▸ Point-per-instance localization data:

--- START ---

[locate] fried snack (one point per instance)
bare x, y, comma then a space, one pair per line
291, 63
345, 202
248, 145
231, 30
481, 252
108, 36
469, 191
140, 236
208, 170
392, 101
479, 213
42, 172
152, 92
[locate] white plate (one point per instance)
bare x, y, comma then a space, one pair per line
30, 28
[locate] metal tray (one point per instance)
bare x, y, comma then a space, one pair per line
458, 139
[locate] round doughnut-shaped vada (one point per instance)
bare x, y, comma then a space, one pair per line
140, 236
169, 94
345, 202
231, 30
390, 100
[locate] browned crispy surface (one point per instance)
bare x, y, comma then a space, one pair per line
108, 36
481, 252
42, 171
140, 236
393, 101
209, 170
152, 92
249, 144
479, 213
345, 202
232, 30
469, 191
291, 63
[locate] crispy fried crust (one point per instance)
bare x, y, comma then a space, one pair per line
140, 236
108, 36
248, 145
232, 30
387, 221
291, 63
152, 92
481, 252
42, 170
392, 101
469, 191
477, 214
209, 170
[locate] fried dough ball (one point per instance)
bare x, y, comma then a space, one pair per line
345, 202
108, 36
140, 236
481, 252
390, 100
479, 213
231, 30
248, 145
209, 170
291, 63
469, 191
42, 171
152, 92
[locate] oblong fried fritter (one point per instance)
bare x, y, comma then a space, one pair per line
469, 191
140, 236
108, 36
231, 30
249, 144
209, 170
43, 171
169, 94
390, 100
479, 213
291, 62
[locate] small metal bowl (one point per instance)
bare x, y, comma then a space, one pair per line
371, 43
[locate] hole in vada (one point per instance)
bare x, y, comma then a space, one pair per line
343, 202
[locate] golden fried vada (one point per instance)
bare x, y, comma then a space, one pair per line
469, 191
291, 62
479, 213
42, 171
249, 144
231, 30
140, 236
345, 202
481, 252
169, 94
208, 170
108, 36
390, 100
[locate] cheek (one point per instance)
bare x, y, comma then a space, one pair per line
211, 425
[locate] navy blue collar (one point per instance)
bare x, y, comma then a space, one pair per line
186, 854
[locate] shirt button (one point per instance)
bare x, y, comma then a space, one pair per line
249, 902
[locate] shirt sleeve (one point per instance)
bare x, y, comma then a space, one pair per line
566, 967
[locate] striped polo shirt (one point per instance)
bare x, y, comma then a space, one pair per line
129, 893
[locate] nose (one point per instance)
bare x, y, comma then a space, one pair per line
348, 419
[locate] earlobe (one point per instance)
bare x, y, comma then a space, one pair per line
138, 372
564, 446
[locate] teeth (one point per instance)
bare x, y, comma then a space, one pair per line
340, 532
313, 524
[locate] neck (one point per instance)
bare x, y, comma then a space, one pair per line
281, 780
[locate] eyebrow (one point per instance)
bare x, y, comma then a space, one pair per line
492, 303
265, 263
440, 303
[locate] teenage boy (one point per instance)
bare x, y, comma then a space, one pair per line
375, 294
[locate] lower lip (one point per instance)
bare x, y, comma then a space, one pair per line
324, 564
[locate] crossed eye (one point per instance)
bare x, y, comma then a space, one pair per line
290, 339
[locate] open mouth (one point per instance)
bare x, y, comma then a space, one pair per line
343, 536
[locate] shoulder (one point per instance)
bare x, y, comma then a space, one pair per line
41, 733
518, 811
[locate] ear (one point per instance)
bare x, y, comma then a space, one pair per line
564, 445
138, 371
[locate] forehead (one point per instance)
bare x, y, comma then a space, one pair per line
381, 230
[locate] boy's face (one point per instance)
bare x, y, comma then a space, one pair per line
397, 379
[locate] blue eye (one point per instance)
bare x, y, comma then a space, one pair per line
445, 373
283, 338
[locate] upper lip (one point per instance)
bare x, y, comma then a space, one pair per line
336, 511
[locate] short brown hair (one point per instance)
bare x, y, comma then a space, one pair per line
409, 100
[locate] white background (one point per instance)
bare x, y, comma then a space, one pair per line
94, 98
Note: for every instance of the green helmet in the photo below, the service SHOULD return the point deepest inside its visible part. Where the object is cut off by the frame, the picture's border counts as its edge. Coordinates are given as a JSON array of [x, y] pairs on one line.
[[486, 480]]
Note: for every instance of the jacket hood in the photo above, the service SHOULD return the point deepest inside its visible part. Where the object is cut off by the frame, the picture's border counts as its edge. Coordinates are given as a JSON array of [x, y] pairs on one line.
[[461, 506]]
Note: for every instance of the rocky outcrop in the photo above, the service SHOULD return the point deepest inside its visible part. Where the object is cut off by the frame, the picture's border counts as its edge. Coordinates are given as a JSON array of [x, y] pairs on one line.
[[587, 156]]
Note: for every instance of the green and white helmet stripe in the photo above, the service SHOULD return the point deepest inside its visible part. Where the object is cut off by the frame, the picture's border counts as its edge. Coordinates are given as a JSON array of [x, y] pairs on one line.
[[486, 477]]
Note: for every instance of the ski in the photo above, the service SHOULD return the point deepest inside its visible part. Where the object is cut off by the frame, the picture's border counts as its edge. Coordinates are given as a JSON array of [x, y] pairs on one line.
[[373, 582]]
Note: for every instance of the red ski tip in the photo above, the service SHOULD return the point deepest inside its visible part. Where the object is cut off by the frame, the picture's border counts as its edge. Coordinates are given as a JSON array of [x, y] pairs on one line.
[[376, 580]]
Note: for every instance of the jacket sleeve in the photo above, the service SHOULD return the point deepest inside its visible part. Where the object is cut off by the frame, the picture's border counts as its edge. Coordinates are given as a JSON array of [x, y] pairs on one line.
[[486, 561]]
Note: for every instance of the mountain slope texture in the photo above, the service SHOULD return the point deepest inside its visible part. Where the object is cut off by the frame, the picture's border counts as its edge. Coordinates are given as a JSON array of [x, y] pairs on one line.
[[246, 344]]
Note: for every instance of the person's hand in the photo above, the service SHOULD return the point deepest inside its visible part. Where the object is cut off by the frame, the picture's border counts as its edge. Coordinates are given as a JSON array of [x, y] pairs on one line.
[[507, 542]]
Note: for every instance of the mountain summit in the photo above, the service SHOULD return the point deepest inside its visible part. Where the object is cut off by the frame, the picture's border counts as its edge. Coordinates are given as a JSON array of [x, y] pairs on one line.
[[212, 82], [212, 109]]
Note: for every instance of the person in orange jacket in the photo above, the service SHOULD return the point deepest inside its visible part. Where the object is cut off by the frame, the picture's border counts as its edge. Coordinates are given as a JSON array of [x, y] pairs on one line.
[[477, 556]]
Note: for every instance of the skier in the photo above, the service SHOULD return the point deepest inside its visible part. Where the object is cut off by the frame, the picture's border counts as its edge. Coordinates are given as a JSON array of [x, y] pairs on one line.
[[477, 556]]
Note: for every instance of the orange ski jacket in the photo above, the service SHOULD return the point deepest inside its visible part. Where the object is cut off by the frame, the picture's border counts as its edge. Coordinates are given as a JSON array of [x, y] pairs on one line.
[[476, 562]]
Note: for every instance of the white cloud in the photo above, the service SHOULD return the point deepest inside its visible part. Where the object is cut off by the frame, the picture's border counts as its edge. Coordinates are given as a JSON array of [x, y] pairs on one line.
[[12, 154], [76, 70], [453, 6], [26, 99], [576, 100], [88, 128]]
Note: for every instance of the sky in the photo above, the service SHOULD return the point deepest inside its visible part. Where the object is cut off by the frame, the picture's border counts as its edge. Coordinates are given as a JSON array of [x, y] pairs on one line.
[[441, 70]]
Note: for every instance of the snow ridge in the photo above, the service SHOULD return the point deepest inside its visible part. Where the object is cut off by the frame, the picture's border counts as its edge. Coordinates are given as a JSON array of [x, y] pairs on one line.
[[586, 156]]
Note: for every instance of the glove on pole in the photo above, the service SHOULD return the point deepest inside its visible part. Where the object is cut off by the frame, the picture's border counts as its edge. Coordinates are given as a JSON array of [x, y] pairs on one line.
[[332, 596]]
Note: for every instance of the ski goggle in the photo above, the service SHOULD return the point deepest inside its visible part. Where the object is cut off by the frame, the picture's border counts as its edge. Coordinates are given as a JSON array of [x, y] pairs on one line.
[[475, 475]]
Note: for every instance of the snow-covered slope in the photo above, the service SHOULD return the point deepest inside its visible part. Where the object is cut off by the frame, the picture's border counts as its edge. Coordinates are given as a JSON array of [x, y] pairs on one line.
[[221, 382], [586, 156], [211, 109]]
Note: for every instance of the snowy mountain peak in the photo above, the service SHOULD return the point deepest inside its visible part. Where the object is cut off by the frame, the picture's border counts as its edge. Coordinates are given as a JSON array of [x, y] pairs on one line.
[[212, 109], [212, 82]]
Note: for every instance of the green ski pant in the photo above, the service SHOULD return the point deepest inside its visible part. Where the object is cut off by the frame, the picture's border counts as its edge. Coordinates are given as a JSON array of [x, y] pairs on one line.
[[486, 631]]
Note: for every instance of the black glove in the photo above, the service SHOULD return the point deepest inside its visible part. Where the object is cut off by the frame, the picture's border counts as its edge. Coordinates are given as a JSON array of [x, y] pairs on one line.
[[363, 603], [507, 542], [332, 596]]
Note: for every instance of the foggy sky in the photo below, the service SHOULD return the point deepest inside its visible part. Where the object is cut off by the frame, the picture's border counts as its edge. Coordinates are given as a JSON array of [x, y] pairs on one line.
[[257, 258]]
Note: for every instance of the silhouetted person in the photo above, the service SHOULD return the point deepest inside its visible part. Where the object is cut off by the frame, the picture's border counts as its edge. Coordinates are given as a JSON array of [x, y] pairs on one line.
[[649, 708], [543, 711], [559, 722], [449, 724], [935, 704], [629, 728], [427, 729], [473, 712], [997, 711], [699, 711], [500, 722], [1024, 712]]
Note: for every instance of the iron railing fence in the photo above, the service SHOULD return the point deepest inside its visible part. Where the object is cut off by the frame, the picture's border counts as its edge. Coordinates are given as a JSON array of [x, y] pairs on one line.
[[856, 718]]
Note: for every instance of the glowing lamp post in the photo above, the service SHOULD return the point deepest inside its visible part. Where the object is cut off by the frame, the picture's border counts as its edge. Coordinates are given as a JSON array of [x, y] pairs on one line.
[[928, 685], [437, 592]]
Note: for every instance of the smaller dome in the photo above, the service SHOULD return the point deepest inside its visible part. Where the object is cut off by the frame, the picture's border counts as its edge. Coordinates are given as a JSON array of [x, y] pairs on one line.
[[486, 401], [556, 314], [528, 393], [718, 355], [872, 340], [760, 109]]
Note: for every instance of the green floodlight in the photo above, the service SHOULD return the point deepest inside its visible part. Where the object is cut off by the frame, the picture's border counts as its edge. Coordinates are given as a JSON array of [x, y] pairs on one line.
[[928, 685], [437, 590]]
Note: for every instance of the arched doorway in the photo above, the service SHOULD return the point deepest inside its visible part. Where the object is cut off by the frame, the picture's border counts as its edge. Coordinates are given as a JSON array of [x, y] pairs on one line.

--- END ---

Only lines of the data holding the word "blue" go in the answer. Please copy each of them.

[locate] navy blue collar (one point per instance)
[locate] blue eye (one point per instance)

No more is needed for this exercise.